What the task requires
Which lines of the material below contain the word "building"? List each of them in full.

[Dataset excerpts on object pointing]
* START *

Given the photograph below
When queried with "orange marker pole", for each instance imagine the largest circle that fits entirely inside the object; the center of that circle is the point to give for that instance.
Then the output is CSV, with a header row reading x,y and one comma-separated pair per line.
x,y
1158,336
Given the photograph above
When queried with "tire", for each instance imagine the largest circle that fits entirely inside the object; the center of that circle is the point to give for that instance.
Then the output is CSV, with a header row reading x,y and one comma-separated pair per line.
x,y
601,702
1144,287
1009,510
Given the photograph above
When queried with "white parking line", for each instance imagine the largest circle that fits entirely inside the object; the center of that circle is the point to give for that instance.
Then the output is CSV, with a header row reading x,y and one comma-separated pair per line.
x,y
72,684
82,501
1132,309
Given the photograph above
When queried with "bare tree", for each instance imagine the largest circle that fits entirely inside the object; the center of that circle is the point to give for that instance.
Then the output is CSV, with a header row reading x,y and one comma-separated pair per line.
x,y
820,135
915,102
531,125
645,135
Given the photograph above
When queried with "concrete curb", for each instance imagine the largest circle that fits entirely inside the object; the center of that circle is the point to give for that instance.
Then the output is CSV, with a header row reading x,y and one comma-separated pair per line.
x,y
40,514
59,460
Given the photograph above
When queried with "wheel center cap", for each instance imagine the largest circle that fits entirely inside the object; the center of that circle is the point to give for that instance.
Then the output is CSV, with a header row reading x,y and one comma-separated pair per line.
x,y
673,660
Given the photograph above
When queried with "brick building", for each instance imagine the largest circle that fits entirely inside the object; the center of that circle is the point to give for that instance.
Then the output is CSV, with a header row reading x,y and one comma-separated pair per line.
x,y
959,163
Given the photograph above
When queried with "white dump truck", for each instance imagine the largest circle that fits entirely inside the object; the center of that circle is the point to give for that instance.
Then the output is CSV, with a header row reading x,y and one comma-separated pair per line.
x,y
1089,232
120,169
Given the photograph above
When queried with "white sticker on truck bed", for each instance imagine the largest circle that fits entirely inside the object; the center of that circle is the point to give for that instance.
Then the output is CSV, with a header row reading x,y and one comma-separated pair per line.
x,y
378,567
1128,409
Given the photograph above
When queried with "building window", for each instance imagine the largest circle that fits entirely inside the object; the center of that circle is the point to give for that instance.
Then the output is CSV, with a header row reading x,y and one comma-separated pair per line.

* END *

Output of the task
When queried with "brick building", for each instance imagine the largest circle that fits entirely inside the object; the center of that circle is the point to give for that instance.
When queried with "building window", for each instance imagine the largest circle that fits entirely inside the object; the center of that circle is the point to give for that instance.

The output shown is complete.